── Given entries ──
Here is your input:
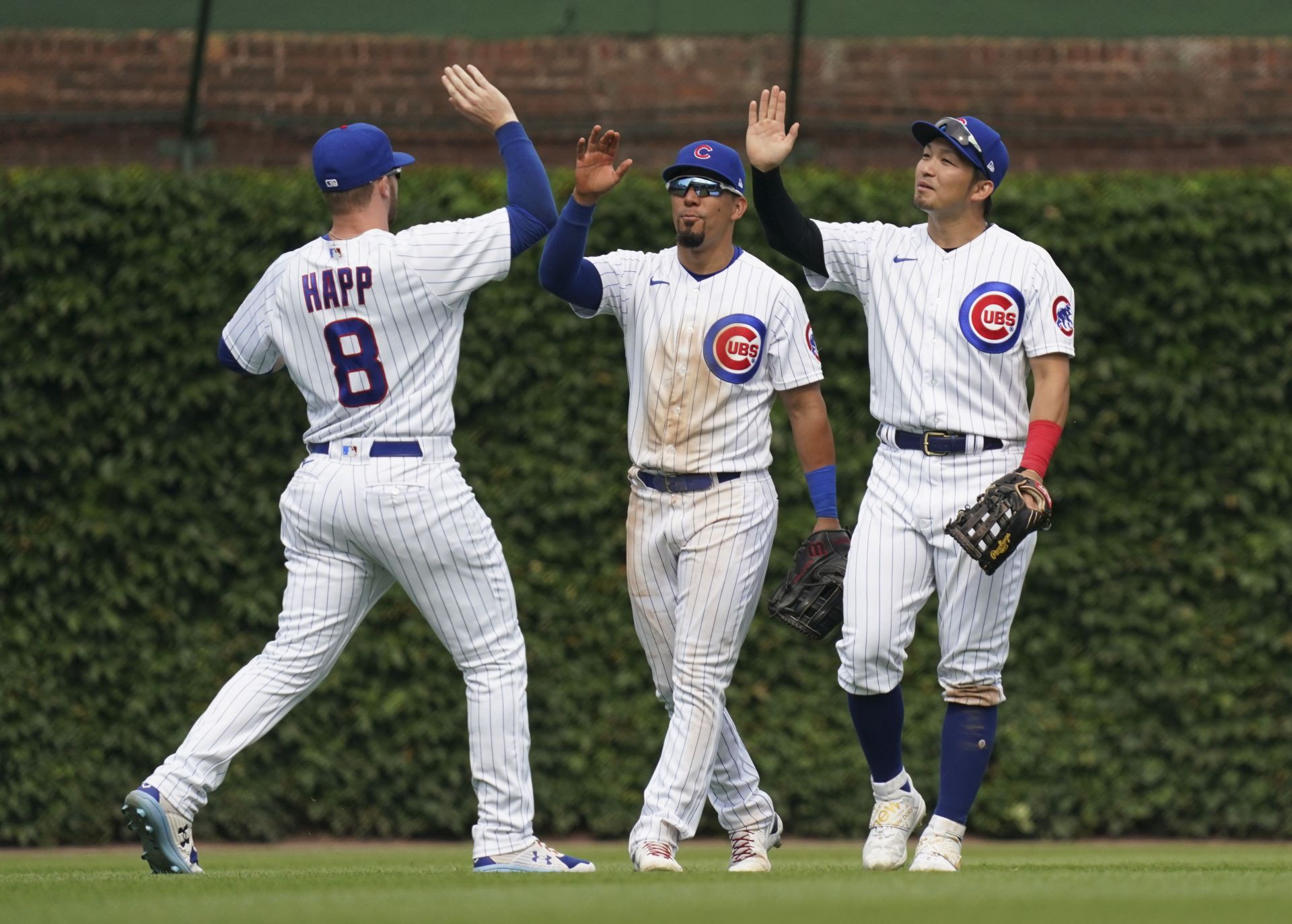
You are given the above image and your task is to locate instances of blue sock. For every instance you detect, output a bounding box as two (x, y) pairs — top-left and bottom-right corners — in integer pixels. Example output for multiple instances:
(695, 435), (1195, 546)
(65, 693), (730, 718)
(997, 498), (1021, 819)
(848, 686), (910, 789)
(933, 703), (996, 824)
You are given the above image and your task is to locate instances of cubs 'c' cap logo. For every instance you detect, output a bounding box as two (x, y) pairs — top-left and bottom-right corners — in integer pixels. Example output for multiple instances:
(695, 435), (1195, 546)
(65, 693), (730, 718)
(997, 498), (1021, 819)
(960, 282), (1026, 353)
(1050, 295), (1076, 337)
(704, 314), (767, 385)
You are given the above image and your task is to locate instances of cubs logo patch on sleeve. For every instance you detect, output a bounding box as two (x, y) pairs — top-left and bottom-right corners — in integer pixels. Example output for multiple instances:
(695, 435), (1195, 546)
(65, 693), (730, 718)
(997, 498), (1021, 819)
(803, 322), (820, 362)
(1050, 295), (1076, 337)
(704, 314), (767, 385)
(960, 282), (1026, 353)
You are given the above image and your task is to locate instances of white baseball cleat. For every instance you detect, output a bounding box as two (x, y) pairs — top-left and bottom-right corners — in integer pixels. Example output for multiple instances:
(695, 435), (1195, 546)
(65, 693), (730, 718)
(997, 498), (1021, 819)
(472, 837), (597, 872)
(911, 816), (965, 872)
(633, 840), (682, 872)
(862, 770), (924, 869)
(727, 814), (785, 872)
(121, 779), (202, 872)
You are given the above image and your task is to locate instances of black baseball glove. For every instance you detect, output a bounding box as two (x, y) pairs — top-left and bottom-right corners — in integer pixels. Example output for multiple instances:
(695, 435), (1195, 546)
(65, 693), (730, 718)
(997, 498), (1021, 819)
(945, 469), (1054, 574)
(767, 530), (850, 640)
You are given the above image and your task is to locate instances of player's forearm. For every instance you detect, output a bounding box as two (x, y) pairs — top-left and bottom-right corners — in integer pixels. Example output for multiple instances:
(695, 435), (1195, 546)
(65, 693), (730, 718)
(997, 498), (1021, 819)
(1031, 354), (1070, 427)
(753, 168), (827, 275)
(495, 122), (557, 257)
(782, 385), (834, 472)
(1021, 355), (1070, 478)
(539, 199), (601, 312)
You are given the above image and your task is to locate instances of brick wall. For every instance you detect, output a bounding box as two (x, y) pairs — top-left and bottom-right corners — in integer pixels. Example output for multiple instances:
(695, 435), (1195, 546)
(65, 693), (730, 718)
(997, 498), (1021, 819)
(0, 30), (1292, 170)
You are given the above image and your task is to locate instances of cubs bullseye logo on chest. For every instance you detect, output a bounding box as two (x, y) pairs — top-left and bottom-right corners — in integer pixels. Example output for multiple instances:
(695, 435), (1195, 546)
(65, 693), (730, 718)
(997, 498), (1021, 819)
(960, 282), (1026, 353)
(704, 314), (767, 385)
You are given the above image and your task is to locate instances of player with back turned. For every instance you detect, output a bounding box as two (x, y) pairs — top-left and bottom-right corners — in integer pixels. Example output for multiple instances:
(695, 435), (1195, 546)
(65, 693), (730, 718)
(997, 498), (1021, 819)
(746, 87), (1074, 871)
(121, 65), (593, 872)
(539, 125), (838, 872)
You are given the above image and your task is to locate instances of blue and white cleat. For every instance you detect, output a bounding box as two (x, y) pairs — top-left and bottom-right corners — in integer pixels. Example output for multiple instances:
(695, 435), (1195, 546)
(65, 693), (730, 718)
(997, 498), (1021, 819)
(121, 781), (202, 872)
(472, 839), (597, 872)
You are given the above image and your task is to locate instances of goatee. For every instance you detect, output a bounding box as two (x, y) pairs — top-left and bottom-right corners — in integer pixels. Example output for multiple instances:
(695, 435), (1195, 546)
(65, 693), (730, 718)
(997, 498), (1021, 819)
(677, 232), (704, 251)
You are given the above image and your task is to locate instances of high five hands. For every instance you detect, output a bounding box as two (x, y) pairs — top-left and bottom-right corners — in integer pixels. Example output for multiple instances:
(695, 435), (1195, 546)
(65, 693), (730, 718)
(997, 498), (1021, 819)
(439, 65), (517, 132)
(744, 87), (799, 173)
(573, 125), (633, 205)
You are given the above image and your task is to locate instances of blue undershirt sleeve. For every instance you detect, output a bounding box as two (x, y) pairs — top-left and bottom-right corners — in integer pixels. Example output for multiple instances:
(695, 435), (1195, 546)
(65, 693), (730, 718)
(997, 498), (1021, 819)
(216, 337), (254, 375)
(493, 122), (557, 257)
(539, 197), (601, 312)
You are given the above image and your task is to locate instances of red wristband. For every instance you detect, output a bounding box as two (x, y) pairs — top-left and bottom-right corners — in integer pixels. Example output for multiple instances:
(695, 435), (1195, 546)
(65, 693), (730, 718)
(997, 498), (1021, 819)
(1022, 420), (1063, 478)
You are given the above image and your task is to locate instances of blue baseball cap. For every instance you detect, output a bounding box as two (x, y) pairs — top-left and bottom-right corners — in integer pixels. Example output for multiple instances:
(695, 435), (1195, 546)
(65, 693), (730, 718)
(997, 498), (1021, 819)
(314, 122), (413, 192)
(911, 115), (1009, 188)
(664, 141), (744, 195)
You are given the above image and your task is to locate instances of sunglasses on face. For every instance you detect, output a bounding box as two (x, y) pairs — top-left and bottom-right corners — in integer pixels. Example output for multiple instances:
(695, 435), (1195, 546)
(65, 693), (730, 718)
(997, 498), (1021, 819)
(664, 177), (740, 199)
(933, 115), (986, 172)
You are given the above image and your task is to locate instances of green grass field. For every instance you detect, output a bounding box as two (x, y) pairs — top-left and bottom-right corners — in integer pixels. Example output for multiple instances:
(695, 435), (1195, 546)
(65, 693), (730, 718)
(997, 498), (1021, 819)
(0, 840), (1292, 924)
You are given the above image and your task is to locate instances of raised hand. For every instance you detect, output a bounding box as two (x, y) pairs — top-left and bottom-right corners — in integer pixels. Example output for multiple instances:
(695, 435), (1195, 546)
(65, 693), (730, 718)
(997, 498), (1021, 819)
(744, 87), (799, 173)
(573, 125), (633, 205)
(439, 65), (517, 132)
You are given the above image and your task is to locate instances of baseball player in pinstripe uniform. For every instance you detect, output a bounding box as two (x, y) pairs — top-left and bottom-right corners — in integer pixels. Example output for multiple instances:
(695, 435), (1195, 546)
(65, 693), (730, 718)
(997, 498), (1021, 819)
(539, 125), (838, 872)
(747, 87), (1074, 871)
(121, 65), (593, 872)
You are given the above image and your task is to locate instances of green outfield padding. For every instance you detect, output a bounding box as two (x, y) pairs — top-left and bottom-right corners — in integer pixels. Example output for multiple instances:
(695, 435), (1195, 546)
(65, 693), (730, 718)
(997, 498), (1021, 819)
(0, 168), (1292, 844)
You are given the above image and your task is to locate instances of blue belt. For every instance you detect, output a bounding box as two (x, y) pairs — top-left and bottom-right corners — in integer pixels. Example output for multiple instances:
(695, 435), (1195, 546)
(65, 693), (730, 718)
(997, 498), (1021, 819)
(893, 430), (1005, 456)
(637, 469), (740, 494)
(310, 439), (421, 459)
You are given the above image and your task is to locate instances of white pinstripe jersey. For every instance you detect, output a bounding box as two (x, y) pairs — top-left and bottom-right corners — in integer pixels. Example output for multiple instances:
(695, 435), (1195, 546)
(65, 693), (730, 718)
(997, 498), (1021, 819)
(575, 247), (823, 473)
(806, 221), (1074, 439)
(223, 208), (511, 443)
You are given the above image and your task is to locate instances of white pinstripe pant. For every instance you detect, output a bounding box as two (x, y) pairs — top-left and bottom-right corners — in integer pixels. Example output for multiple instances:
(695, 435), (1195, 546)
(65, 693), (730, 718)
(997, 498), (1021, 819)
(836, 443), (1036, 705)
(150, 441), (534, 857)
(628, 469), (777, 851)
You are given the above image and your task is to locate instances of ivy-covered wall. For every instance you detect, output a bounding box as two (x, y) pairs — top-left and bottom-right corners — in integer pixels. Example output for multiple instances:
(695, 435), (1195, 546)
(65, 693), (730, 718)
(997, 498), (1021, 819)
(0, 170), (1292, 844)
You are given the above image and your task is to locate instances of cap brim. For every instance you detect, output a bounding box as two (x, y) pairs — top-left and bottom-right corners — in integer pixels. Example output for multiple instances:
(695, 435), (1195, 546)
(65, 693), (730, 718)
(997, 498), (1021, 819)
(664, 164), (744, 195)
(911, 122), (987, 174)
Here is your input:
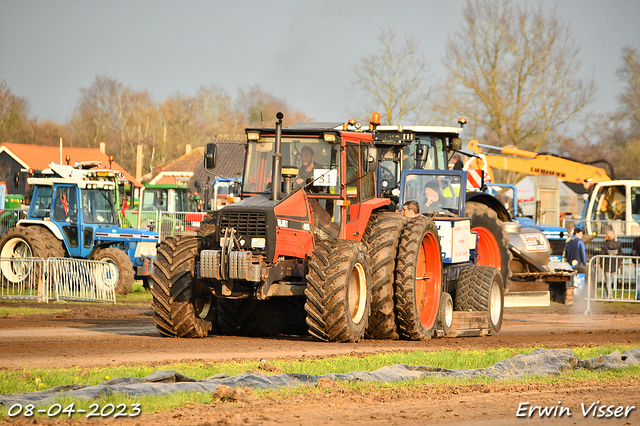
───
Your task
Return everything from the line containing "instances of brick" down to the line containing "(0, 30), (1292, 170)", both included, copied exactly.

Completed exercise
You are given the above image and your task is to locate instances of brick wall. For every instance you detect, output a bounding box as two (x, y) pairs — top-left and bottom-right corners — in integer pixels. Example output for multiple instances:
(695, 435), (1195, 546)
(65, 693), (730, 718)
(997, 498), (1021, 819)
(0, 30), (1292, 170)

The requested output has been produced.